### Data excerpts
BEGIN
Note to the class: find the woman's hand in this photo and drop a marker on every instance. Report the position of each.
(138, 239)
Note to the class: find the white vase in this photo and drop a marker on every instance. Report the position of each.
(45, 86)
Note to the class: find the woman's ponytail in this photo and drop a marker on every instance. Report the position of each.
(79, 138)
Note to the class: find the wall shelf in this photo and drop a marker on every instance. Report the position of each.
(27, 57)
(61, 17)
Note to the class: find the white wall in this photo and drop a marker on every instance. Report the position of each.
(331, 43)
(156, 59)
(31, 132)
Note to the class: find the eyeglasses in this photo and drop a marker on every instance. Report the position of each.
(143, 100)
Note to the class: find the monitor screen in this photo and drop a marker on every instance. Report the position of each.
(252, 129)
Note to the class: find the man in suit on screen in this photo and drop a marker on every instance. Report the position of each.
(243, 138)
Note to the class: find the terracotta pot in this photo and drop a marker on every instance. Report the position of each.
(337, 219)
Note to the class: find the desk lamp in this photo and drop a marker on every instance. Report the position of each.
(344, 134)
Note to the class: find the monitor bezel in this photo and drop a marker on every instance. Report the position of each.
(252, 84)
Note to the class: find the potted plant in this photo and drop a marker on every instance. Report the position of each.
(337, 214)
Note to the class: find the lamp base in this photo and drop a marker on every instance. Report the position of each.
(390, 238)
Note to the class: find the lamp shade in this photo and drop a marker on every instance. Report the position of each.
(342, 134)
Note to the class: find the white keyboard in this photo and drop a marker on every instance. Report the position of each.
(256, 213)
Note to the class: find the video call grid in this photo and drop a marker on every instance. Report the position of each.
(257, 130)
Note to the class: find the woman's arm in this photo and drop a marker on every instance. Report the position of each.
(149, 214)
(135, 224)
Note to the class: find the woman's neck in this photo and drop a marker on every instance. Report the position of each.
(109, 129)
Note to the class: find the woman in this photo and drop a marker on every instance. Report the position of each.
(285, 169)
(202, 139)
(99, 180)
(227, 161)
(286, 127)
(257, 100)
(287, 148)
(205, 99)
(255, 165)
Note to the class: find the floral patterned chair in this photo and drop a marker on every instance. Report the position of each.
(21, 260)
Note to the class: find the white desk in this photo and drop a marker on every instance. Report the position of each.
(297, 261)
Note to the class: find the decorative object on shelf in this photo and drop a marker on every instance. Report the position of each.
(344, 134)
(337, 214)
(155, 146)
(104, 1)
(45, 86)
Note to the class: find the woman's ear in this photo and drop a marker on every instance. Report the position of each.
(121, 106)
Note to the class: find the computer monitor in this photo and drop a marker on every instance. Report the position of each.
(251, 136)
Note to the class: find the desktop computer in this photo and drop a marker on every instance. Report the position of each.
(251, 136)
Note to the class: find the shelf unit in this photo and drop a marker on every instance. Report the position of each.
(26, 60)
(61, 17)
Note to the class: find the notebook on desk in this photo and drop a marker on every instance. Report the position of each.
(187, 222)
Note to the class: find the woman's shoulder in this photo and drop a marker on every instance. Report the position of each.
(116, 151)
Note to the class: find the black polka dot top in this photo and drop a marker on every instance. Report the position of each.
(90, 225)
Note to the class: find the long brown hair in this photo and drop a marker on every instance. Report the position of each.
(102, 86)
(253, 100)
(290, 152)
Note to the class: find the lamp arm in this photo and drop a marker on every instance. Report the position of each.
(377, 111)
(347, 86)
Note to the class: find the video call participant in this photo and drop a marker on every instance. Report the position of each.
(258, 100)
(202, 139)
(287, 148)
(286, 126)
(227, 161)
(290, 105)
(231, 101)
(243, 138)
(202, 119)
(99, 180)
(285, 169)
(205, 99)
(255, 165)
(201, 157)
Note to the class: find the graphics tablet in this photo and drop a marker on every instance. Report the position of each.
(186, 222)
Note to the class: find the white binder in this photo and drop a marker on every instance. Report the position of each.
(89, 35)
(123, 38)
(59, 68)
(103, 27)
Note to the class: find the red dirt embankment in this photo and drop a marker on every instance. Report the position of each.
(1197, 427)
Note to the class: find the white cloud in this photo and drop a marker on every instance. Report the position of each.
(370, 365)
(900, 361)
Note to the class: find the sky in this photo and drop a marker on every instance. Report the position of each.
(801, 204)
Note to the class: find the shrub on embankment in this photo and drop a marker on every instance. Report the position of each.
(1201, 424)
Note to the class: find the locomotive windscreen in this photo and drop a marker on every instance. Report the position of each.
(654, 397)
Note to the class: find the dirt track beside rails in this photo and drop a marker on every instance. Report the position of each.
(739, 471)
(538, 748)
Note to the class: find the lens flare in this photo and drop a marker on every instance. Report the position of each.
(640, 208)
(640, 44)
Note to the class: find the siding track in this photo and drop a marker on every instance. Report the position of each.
END
### Assigned task
Each entry must be retyped exactly as it was written above.

### Completed exercise
Note to the class: find the woman's hand in this photo and drop a marker on every instance. Report the position of each.
(138, 239)
Note to the class: find the white vase in this photo and drop a marker on every instance. Report the position of each.
(45, 86)
Note to the class: find the woman's ponytail in this photo and drop a marker on every instance. Report the position of each.
(79, 138)
Note to the class: find the wall shelf in this photo and drop a marker on every instance. Report the position of each.
(27, 57)
(61, 17)
Note to the class: find the white wall in this photo and drop a marker on every instance. Report the position of each.
(331, 43)
(156, 59)
(31, 132)
Note to the class: find the eyeglasses in this photo and drop a marker on every instance. Report the position of each.
(143, 100)
Note to the class: find the monitor screen in this photo and drop a marker on every instance. Report the position of each.
(252, 129)
Note to the class: find the man in suit on screen in this photo and drop a marker on every instance. Report the position of each.
(243, 138)
Note to the class: find the terracotta pot in this photo and drop a marker on every instance. Report the position of each.
(337, 219)
Note to the class: find the desk lamp in this photo and drop a marker on every instance. Report the position of each.
(344, 134)
Note to the class: find the monitor bezel in this photo and drop a marker on every instance. Report the position of each.
(252, 84)
Note to the class: find the potted plant in this photo and drop a marker on every instance. Report the position of each.
(337, 214)
Note to the class: find the lamp base in this photo and drop a marker on every instance. Report the position of each.
(390, 238)
Note to the class: find the lamp shade in this photo and drop a marker on every instance. Report the position of each.
(342, 134)
Note to the class: find the white keyboard in this photo and drop a marker on every instance. Report the position of each.
(256, 213)
Note to the class: find the video call grid in this photo and drop a marker on every instance. Report the position of each.
(257, 130)
Note to the class: find the woman's arm in this photo and drop a marker on every instance. Report the position of each.
(149, 214)
(135, 224)
Note to the class: find the woman's neck in this photo and drop a marker on every instance. Report the position of each.
(109, 129)
Note to the class: find the woman in this photo and drop a marker on every instance. Report the position of each.
(285, 169)
(202, 139)
(99, 180)
(227, 161)
(286, 127)
(257, 100)
(287, 148)
(205, 99)
(255, 165)
Note to the class: find the floral patterned chair in this photo and drop a marker on every instance. Report the position of each.
(21, 260)
Note to the class: find the white desk in this photo and drop a marker on every instance. Report the position of each.
(297, 261)
Note to the class: find the decorative object on shelf in this photo and drop a marker on every instance. Report the position of each.
(344, 134)
(337, 214)
(155, 146)
(104, 1)
(45, 86)
Note to the class: find the woman's ear in this photo and drop a marker on every instance. Report the position of each.
(121, 106)
Note to the class: find the computer monitor in this photo and drop a marker on every instance. Report the position of each.
(251, 136)
Note to the class: find the desktop computer in this photo and drop a marker on every instance. Report the position of each.
(251, 136)
Note to the class: find the shelf unit in this photo and drop a marker on every instance. Report the position of each.
(26, 60)
(61, 17)
Note to the class: find the notebook on desk in this photo and drop a marker on every instance. Report the position of each.
(187, 222)
Note to the class: find the woman's shoulder in this photo and drop a marker on every instance. Report the position of each.
(116, 151)
Note to the class: find the black polka dot top in this photo and drop a marker on every instance. Report the position of each.
(90, 225)
Note to the class: find the long brown hair in this photo and drop a marker on every instance. Report the position of each.
(102, 86)
(253, 100)
(290, 152)
Note to the class: find the lamp arm in this photo and drop a marker on every instance. Report the position of each.
(377, 111)
(347, 86)
Note to the class: find the video call participant in this photo and drop a marker on every instance. Report the position of each.
(258, 100)
(202, 139)
(287, 148)
(286, 126)
(227, 161)
(290, 105)
(231, 101)
(243, 138)
(202, 119)
(99, 180)
(285, 169)
(205, 99)
(255, 165)
(201, 157)
Note to the class: find the graphics tablet in this photo and drop a marker on every instance. Report the position of each.
(186, 222)
Note to the class: find the white binder in this photo and drop a marker on every instance. Report the position of each.
(89, 35)
(123, 38)
(59, 68)
(103, 27)
Note to the class: find the red dirt embankment in this photo and drop a marker on every instance. Report the position of each.
(1197, 427)
Note to the class: find the white cloud in this photo and drop a marker on every instance. Report the position of each.
(370, 365)
(900, 361)
Note to the class: find the sky in this photo and drop a marker on every instance. Report the position of each.
(801, 204)
Note to the class: find the shrub on embankment in this photo and drop a marker on every instance. Report the position of each.
(1201, 424)
Note to the class: find the locomotive windscreen in this photo and drop a marker on every instance. Report the position of each.
(654, 397)
Note to the class: find the dirt track beside rails in this photo and drop a marker on every instance. Report the position of each.
(739, 471)
(538, 748)
Note to the class: find the lens flare in this photo and drop a marker on every instance. Report the position of each.
(640, 208)
(640, 44)
Note to the class: find the siding track in this photo and drop a marker on every instance. Report the position of each.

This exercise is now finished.